Selected extract -

━━━

But San Diego went on to muff a punt, and San Antonio’s Nick Temple recovered the ball at the Fleet’s 10-yard line. Woodside completed a 4-yard touchdown pass to Greg Ward, but the play was overturned and San Antonio had to settle for a 23-yard field goal instead.
With a 28-11 lead at the end of the third quarter, the Fleet had 199 rushing yards on the board.
San Diego went on to convert a 35-yard field goal in the fourth quarter and claim a 31-11 win.
Three games into the AAF’s inaugural 10-game regular season, San Diego is 2-1 in the four-team Western Conference.
Sunday’s game marked the return to San Diego for Commanders coach Mike Riley, who coached the Chargers to a 14-34 record from 1999-2001.
The Chargers might have had a better record than 5-11 in Riley’s final season if the team’s management had taken his suggestion to select Tom Brady in the 2000 NFL draft.
“Management had decided we were going to take a quarterback in the draft late as a developmental guy,” Riley said during a recent conference call with reporters. “They asked our staff to find some names that would be good candidates. We came up with Todd Husak and Tom Brady.
“I sent one of our coaches to work (Brady) out. When it came right down to them asking on the second day who we wanted, I told them we wanted Tom Brady. We just went in another direction.”
New England selected Brady in the sixth round, 15 picks after the Chargers used their choice in the round to pick Shannon Taylor, a linebacker from the University of Virginia who played 11 games with the Chargers and 29 games with two other teams during a four-season NFL career.
Brady quarterbacked the Patriots to the first of their six Super Bowl championships in the 2001 season, Riley’s last with the Chargers.
Riley’s Chargers stint marked the second time had the opportunity to have coached Brady but decisions by others kept that from happening.
As USC’s offensive coordinator, Riley’s responsibilities included recruiting players from the San Francisco Bay Area, with Brady, among them.
“I thought we were going to get him,” Riley said. “Then unbeknownst to me we committed to another quarterback actually while I was gone to a home visit with the Bradys.
“I went back to the office and coach (John) Robinson told me another quarterback committed and we didn’t have room for Brady and I just about fainted because I had recruited him for over a year.”

━━━

Raw data -
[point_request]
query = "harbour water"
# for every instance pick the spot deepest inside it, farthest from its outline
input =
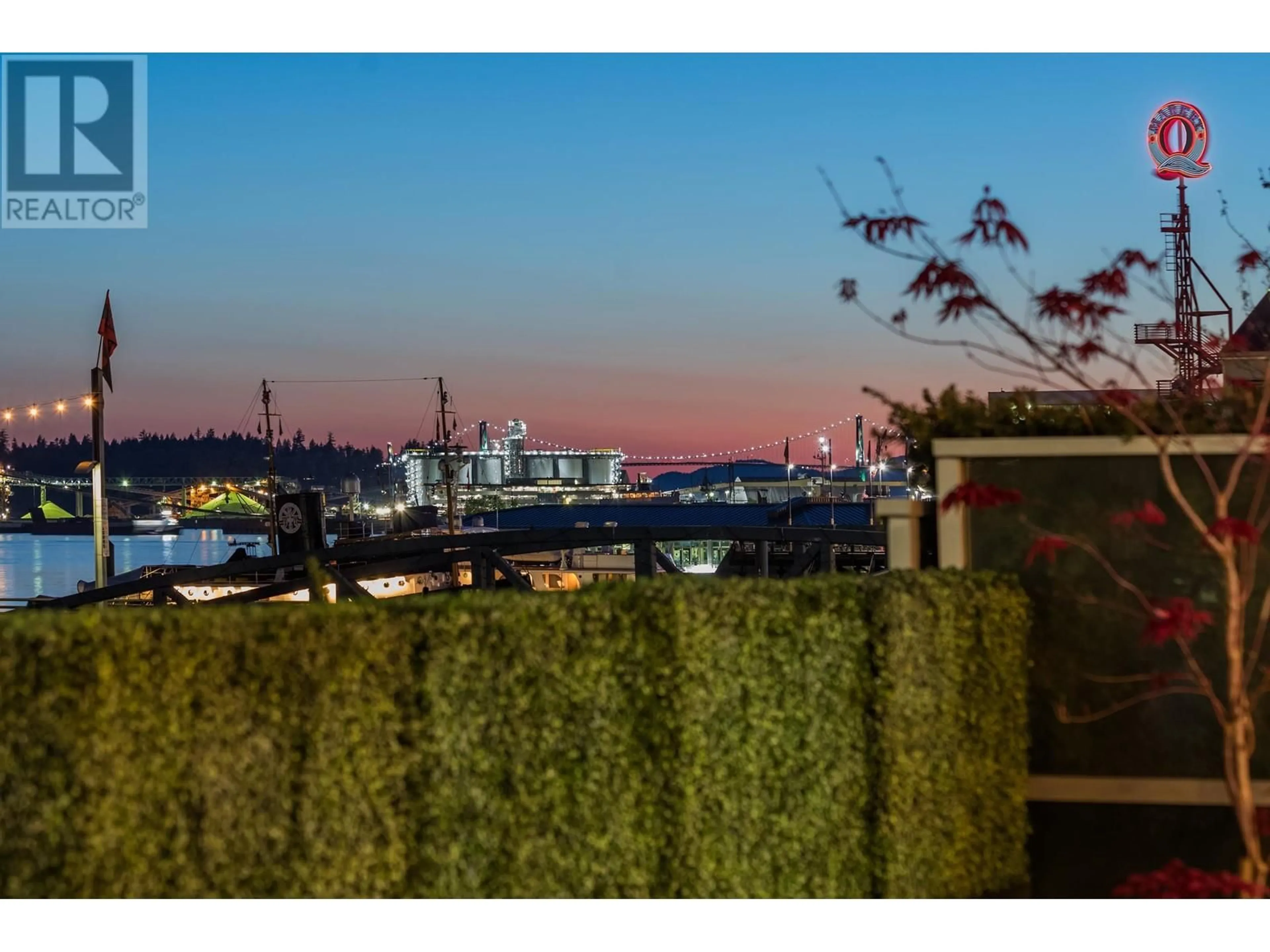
(54, 565)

━━━

Task directions -
According to the football article, whom did the Chargers select with their sixth-round pick in the 2000 NFL draft?

Answer below -
Shannon Taylor, a linebacker from the University of Virginia.